Opdrachten
1: Schrijf alles uit het stuk over de operatie over, van "Maar ach, wat" tot en met "ondersteuning. Vooral moederlijke.", en noem "patiënt" daarin "jongen".
2: Beantwoord deze vragen over het stuk over de operatie:
(a) Hoeveel lucht en maaginhoud haalde de chirurg uit Joosts maag?
(b) Waar bracht Joost zijn eerste nacht in het ziekenhuis door?
(c) Hoe lang zorgden Hermine en haar collega's voor hem?

Tekst om te lezen

================================

Na een goed uur komt chirurg Jan Heijn achter de operatieschuifdeur vandaan. Ons persoonlijk geruststellen. Heet van de operatie-naald. Hij heeft Joost’s maagje ontdaan van zeker vier liter lucht en maaginhoud. Daarmee het meest acute levensgevaar bezwerend.
Het duurt nog een tijdje voor we onze zoon terugzien.
Maar ach, wat ziet hij eruit. Bleek en mager ligt hij in het grote witte bed. Volledig onderzijl. Bijna elke lichaamsopening is van een slang voorzien die naar één van de drie, naast het bed hangende, infuuspompen loopt. Als tijdelijke vervanging van het nu uitgeschakelde, reguliere spijsverteringskanaal. Via de neus en een vers aangebrachte maagsonde blijft het voorlopig geredde orgaan nog dagenlang een groenachtige substantie afgeven.
Omdat de "zuurstofsaturatie" niet in orde is, brengt Joost zijn eerste ziekenhuisnachtje door op de intensive care. Daarna belandt hij in een éénpersoonsbox op "de afdeling". Een dikke maand lang ontfermen blonde Hermine en haar collega zusters zich over de patiënt. Met dag en (de eerste weken ook) nacht aanvullende ouderlijke ondersteuning. Vooral moederlijke.

================================

Opgeslagen items uit een verzameling:
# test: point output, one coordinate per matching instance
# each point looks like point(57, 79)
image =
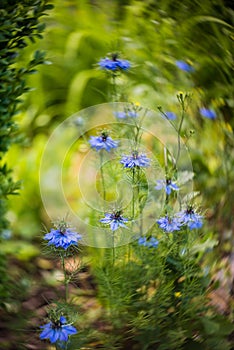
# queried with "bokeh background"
point(153, 35)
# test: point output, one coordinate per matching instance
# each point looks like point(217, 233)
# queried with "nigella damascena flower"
point(103, 142)
point(115, 220)
point(208, 113)
point(57, 331)
point(184, 66)
point(150, 243)
point(62, 237)
point(135, 160)
point(114, 63)
point(169, 224)
point(190, 218)
point(168, 185)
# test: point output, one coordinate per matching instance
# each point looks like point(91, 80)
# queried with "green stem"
point(114, 93)
point(65, 277)
point(179, 131)
point(133, 192)
point(102, 176)
point(113, 249)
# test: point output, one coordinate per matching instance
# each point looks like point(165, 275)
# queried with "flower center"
point(114, 57)
point(117, 215)
point(56, 324)
point(104, 136)
point(190, 211)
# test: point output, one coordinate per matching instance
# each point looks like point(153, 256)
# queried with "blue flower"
point(103, 142)
point(57, 331)
point(168, 185)
point(135, 160)
point(169, 224)
point(150, 243)
point(62, 237)
point(114, 63)
point(190, 218)
point(120, 115)
point(208, 113)
point(184, 66)
point(170, 115)
point(115, 220)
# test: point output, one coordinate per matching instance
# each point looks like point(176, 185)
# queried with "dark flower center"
point(190, 211)
point(114, 57)
point(135, 154)
point(56, 324)
point(104, 136)
point(117, 215)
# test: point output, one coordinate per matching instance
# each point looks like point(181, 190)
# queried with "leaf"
point(184, 177)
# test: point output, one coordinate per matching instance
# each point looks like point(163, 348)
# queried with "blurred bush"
point(153, 35)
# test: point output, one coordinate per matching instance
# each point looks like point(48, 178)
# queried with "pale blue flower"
point(114, 63)
point(62, 238)
point(190, 218)
point(115, 220)
point(57, 331)
point(103, 142)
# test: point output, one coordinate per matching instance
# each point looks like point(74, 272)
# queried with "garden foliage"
point(154, 61)
point(20, 25)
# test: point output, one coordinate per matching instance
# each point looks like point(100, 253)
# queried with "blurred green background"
point(152, 35)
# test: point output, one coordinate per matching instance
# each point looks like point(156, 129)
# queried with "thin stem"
point(65, 277)
point(179, 131)
point(139, 203)
point(102, 176)
point(113, 249)
point(114, 89)
point(133, 192)
point(166, 173)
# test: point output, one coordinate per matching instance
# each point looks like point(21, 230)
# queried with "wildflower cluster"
point(114, 63)
point(151, 242)
point(57, 331)
point(115, 220)
point(103, 142)
point(62, 236)
point(135, 159)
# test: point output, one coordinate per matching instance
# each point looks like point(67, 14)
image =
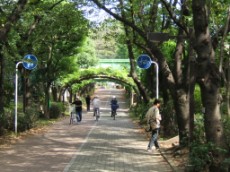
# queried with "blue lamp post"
point(29, 62)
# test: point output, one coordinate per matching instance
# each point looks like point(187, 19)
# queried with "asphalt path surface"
point(104, 145)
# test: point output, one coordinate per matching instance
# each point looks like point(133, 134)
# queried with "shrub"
point(139, 111)
point(56, 110)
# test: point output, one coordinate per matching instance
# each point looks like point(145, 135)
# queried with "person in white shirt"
point(153, 119)
point(96, 104)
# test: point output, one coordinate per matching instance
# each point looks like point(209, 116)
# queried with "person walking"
point(87, 100)
point(78, 107)
point(153, 120)
point(96, 105)
point(114, 105)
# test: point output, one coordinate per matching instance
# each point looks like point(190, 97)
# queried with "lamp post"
point(144, 62)
point(29, 62)
point(16, 97)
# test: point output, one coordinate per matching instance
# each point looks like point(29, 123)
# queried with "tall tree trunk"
point(209, 80)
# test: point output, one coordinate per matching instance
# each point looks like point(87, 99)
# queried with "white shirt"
point(96, 103)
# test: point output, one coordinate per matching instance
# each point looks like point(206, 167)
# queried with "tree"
point(209, 79)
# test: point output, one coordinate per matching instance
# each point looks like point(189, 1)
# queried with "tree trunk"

================================

Antwoorden
1:
Maar ach, wat ziet hij eruit. Bleek en mager ligt hij in het grote witte bed. Volledig onderzijl. Bijna elke lichaamsopening is van een slang voorzien die naar één van de drie, naast het bed hangende, infuuspompen loopt. Als tijdelijke vervanging van het nu uitgeschakelde, reguliere spijsverteringskanaal. Via de neus en een vers aangebrachte maagsonde blijft het voorlopig geredde orgaan nog dagenlang een groenachtige substantie afgeven.
Omdat de "zuurstofsaturatie" niet in orde is, brengt Joost zijn eerste ziekenhuisnachtje door op de intensive care. Daarna belandt hij in een éénpersoonsbox op "de afdeling". Een dikke maand lang ontfermen blonde Hermine en haar collega zusters zich over de jongen. Met dag en (de eerste weken ook) nacht aanvullende ouderlijke ondersteuning. Vooral moederlijke.

2:
(a) Zeker vier liter.
(b) Op de intensive care.
(c) Een dikke maand.